◆ Passage:

• • • • • • •

Schizophrenia is recognized as one of the leading causes of medical disability worldwide,
ranked 9th overall by the World Health Organization, and affects more than 2 million
Americans per year. There is considerable evidence to suggest that disability status in
schizophrenia relates more directly to cognitive Impairment, involving attention, reasoning,
and memory, than to characteristic symptoms of psychosis. Accordingly, the evaluation and
advancement of interventions designed to restore cognitive function, generally termed
cognitive remediation, is of critical importance to our rehabilitation mission. Recent
randomized controlled trials of cognitive remediation in schizophrenia have found moderate
gains in cognitive function and improved outcomes in important areas of community living.
However, despite these encouraging findings, there remains sparse evidence in support of
assumptions that (1) cognitive outcomes represent benefits of training-induced adaptive
learning, (2) that training effects are specific to method of intervention, or (3) that
change in cognitive test performance occurs through restoration of impaired neural circuitry
in schizophrenia. This project will begin to address these issues by examining
modality-specific effects of computer-based cognitive training on psychophysiological
measures of sensory information processing. Training will be administered using two
commercially available computer-based software packages, separately targeting auditory and
visually-mediated processes using principles of bottom-up perceptual learning. Two
psychophysiological paradigms, mismatch negativity (MMN) and P300 generation, will be
administered as tests of early visual and auditory processing. MMN and P300 have been studied
extensively in human neuroscience as probes of sensory echoic memory and attention engagement
to contextually relevant information. Furthermore, reductions in MMN and P300 generation are
reliably observed in schizophrenia, follow the course of a progressive neuropathological
process, and correlate with severity of cognitive impairment. The specific aims of this study
are to determine: (1) whether training selectively influences bottom-up (MMN) or top-down
(P300) information processing, (2) whether training effects are modality (auditory vs.

• • • • • • •

◆ Entries provided:
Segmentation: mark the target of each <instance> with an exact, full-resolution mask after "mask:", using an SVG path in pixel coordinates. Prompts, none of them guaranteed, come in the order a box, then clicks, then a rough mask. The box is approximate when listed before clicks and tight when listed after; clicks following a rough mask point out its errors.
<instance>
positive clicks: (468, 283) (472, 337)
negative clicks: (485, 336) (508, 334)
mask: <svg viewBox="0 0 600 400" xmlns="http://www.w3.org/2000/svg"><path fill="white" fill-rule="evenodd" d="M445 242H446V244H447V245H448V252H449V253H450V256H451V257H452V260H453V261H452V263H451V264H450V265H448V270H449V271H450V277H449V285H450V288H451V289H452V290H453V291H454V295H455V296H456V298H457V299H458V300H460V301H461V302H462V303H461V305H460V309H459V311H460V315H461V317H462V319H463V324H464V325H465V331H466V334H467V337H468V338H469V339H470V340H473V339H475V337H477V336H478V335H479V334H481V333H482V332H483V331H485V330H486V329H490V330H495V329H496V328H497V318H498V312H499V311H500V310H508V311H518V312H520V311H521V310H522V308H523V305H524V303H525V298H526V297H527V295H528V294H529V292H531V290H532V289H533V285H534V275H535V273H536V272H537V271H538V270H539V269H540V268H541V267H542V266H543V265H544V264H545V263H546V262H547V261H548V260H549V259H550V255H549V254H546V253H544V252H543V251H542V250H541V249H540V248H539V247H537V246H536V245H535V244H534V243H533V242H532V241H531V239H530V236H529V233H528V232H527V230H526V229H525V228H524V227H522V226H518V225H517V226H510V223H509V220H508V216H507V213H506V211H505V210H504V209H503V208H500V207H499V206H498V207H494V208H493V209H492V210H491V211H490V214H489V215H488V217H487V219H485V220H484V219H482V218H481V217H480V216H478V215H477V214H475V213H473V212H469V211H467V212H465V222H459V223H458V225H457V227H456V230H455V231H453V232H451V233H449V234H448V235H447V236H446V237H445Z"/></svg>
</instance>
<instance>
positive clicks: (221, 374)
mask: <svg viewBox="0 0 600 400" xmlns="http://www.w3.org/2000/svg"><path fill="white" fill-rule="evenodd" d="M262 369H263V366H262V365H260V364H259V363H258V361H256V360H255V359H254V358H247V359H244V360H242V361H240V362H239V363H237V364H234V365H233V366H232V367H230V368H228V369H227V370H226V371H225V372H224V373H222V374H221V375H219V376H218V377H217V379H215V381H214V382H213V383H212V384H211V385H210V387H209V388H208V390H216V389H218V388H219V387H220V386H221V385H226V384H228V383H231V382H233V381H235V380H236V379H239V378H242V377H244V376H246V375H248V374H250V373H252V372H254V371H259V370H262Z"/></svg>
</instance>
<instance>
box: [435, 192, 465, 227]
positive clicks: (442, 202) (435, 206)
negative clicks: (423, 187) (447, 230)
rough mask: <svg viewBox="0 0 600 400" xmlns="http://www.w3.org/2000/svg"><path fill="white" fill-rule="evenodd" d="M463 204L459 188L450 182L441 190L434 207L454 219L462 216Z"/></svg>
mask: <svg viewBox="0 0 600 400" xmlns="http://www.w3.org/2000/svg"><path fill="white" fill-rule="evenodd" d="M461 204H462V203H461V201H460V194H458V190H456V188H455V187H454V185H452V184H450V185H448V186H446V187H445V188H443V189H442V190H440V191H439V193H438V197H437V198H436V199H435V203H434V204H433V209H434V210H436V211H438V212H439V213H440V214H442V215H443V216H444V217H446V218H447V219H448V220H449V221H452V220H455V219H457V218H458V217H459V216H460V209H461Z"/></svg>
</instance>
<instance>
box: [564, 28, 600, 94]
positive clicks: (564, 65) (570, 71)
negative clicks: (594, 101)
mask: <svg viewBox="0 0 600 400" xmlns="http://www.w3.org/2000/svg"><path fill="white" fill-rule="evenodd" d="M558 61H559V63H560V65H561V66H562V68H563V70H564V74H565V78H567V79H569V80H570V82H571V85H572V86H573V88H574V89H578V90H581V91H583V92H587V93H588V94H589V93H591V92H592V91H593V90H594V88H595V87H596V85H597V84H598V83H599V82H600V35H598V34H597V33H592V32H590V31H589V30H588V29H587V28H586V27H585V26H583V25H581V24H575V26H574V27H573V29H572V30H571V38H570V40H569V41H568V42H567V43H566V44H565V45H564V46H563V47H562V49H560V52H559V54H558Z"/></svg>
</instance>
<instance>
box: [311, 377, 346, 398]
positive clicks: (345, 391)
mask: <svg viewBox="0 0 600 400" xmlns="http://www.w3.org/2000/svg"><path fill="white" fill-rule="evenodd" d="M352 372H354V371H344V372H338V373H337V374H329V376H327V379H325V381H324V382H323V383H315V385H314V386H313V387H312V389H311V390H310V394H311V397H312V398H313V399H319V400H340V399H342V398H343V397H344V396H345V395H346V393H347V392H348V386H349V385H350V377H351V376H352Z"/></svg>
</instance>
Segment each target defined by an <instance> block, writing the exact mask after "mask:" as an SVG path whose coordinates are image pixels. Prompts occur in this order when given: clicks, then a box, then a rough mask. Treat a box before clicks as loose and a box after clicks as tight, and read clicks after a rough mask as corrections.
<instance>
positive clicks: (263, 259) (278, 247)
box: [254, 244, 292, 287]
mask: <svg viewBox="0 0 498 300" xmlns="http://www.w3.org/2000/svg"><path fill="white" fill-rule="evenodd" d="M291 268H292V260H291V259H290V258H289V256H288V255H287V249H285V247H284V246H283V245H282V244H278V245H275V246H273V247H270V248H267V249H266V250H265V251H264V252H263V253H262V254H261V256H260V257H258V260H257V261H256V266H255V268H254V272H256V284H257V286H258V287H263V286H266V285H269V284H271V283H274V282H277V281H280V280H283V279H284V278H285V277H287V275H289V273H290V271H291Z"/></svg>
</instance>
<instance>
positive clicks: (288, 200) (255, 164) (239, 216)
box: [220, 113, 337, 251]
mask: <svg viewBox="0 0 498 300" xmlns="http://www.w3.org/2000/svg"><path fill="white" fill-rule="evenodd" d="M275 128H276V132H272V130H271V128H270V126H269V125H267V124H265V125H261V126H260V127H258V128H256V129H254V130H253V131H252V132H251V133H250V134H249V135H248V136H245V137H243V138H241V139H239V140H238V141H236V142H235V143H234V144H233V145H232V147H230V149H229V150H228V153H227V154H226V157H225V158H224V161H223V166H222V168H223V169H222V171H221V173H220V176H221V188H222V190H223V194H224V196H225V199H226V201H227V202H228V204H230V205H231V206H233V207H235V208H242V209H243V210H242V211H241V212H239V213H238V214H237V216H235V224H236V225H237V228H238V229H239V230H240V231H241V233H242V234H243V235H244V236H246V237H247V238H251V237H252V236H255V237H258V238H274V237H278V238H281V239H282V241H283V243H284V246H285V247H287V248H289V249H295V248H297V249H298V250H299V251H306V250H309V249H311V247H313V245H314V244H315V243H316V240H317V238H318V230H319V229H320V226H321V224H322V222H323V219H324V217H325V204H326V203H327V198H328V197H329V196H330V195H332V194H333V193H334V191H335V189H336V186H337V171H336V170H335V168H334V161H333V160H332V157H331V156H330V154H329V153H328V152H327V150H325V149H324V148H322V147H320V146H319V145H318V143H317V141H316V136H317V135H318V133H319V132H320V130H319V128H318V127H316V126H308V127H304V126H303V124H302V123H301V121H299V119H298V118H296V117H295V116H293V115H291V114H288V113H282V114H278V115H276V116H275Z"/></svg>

• • • • • • •

◆ Task instructions:
1. In the schizophrenia passage, what rank did the World Health Organization give schizophrenia among the leading causes of medical disability worldwide?
2. According to the schizophrenia passage, which areas of function does cognitive impairment involve?
3. Return the schizophrenia passage word for word from "Schizophrenia is recognized" to "of community living.".

◆ Numbered answers:
1. 9th overall

2. Attention, reasoning, and memory

3.
Schizophrenia is recognized as one of the leading causes of medical disability worldwide,
ranked 9th overall by the World Health Organization, and affects more than 2 million
Americans per year. There is considerable evidence to suggest that disability status in
schizophrenia relates more directly to cognitive Impairment, involving attention, reasoning,
and memory, than to characteristic symptoms of psychosis. Accordingly, the evaluation and
advancement of interventions designed to restore cognitive function, generally termed
cognitive remediation, is of critical importance to our rehabilitation mission. Recent
randomized controlled trials of cognitive remediation in schizophrenia have found moderate
gains in cognitive function and improved outcomes in important areas of community living.